▶ PASSAGE PROVIDED
Human Rights in Ukraine. Website of the Kharkiv Human Rights Protection Group
Politics and human rights

The open letter of human rights protection organizations to friends and colleagues in the West


It seems to us that all the people for whom the term ‘human rights’ is not a meaningless sound, must try to understand each other, even if we have a different attitude to many problems. It must be confessed that unfortunately we have come to the opposite opinions with many (or rather, most) of you. We mean the assessment of the application of military force by the NATO countries in Yugoslavia.

In a number of questions, such as the assessment of Miloshevich’s regime and shameful role of Russian authorities in the escalation of the conflict, in acknowledging the priority of human rights over the territorial integrity, we quite agree with you. But we are of opposite opinions in some very important questions, and we must analyze what separates us.

What was the goal of the NATO military action? The answer is: in order to protect hundreds of thousands of peaceful citizens in Kosovo. That was an understandable reaction to the violence exerted by the Yugoslavian police, army and paramilitary units over the Albanian population. We believe that the majority of European politicians, who took the decision on the bombardments, had good intentions. But, there is a proverb, that the road to hell is paved with good intentions. The bombardments did not protect the population. We have information that only during the first week of the bombardments Kosovo was left by as many Albanians as the total number for the previous half a year. Next weeks the flow of refugees (maybe, it is more correct to call them the deportees) did not diminish. Their houses were burned down. They lost many relatives. You would say that it is the criminal Miloshevich’s regime that is guilty. You will be partly right. But can you relieve the responsibility from those who started the military activities and did not think about how to defend the peaceful population from the abuses. This is like a situation with hostages kept by terrorists: may one begin the operation of extermination of the terrorists, not having done everything possible to save the hostages?

Perhaps, the initiators expected that Miloshevich would give up after a few days of bombardments. Why were they so sure? In fact Miloshevich did not give up, and the majority of the Albanian population is already deported. This means that the politicians, who took the decision on bombardments, either made a terrible mistake or had in mind other priorities that the protection of the peaceful population.

What must be done now? The retreat of the NATO would bring the victory of the criminal dictator and would have grave consequences for the whole world. But what about the victory of the NATO? What is the cost of this victory? We understand that, to our great pity, there exist no military conflicts without victims among the peaceful population. But awful news come from Yugoslavia more and more often. Houses of peaceful population, a passenger train and a bus, a column of refugees got under rockets and bombs. Victims among the civil population cannot be related to accidents. The NATO began to deliberately destroy civil objects. We see that the intensification of bombardments leads to the increase of victims among the civil population. The beginning of land operations may increase such losses by many times.

▶ TASK SET
1 - Answer these questions from the open letter, one per line:
(a) What does the letter give as the goal of the NATO military action?
(b) How many Albanians does the letter say left Kosovo during the first week of the bombardments?
(c) Which targets does the letter list as having come under rockets and bombs?
2 - Rewrite the part of the records that opens with the line containing "the white sign" and runs through the last record, keeping every request line. Raise each pixel coordinate in the answers by 9.
The open letter and the records after it are separate material.

▶ RECORDS FOR THIS EXERCISE
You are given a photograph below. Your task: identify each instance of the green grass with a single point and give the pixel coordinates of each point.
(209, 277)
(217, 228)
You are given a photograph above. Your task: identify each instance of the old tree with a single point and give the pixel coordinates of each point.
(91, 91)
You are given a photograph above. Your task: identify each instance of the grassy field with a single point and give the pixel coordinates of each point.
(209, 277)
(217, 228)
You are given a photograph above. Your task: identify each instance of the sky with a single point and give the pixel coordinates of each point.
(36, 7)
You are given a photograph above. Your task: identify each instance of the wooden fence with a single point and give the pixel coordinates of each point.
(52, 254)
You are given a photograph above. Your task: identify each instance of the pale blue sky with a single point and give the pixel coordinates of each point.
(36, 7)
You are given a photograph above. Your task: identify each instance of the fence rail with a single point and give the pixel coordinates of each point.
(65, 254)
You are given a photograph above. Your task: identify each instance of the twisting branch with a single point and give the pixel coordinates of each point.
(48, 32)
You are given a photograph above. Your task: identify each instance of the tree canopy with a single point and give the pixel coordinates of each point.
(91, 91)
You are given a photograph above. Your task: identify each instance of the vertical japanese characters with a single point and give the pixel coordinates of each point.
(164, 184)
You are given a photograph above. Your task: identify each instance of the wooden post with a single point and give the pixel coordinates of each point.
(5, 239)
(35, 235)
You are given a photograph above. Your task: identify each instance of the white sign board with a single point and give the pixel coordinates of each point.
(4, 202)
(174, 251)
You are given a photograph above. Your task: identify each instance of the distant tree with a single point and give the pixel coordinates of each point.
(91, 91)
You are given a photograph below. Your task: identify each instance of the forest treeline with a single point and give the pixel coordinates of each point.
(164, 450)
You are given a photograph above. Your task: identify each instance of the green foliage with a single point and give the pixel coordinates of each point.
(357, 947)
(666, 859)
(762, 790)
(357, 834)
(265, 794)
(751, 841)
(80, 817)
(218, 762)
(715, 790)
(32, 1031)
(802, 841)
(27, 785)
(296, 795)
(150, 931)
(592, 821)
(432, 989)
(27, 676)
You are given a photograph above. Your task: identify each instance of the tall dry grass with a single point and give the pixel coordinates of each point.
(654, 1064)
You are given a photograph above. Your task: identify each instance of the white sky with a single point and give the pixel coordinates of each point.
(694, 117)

▶ RESPONSES TO THE EXERCISE
1 -
(a) To protect hundreds of thousands of peaceful citizens in Kosovo.
(b) As many as the total number for the previous half a year.
(c) Houses of peaceful population, a passenger train and a bus, and a column of refugees.

2 -
You are given a photograph above. Your task: identify each instance of the white sign board with a single point and give the pixel coordinates of each point.
(13, 211)
(183, 260)
You are given a photograph above. Your task: identify each instance of the distant tree with a single point and give the pixel coordinates of each point.
(100, 100)
You are given a photograph below. Your task: identify each instance of the forest treeline with a single point and give the pixel coordinates of each point.
(173, 459)
You are given a photograph above. Your task: identify each instance of the green foliage with a single point and give the pixel coordinates of each point.
(366, 956)
(675, 868)
(771, 799)
(366, 843)
(274, 803)
(760, 850)
(89, 826)
(227, 771)
(724, 799)
(41, 1040)
(811, 850)
(36, 794)
(305, 804)
(159, 940)
(601, 830)
(441, 998)
(36, 685)
You are given a photograph above. Your task: identify each instance of the tall dry grass with a single point and give the pixel coordinates of each point.
(663, 1073)
You are given a photograph above. Your task: identify each instance of the white sky with a single point and give the pixel coordinates of each point.
(703, 126)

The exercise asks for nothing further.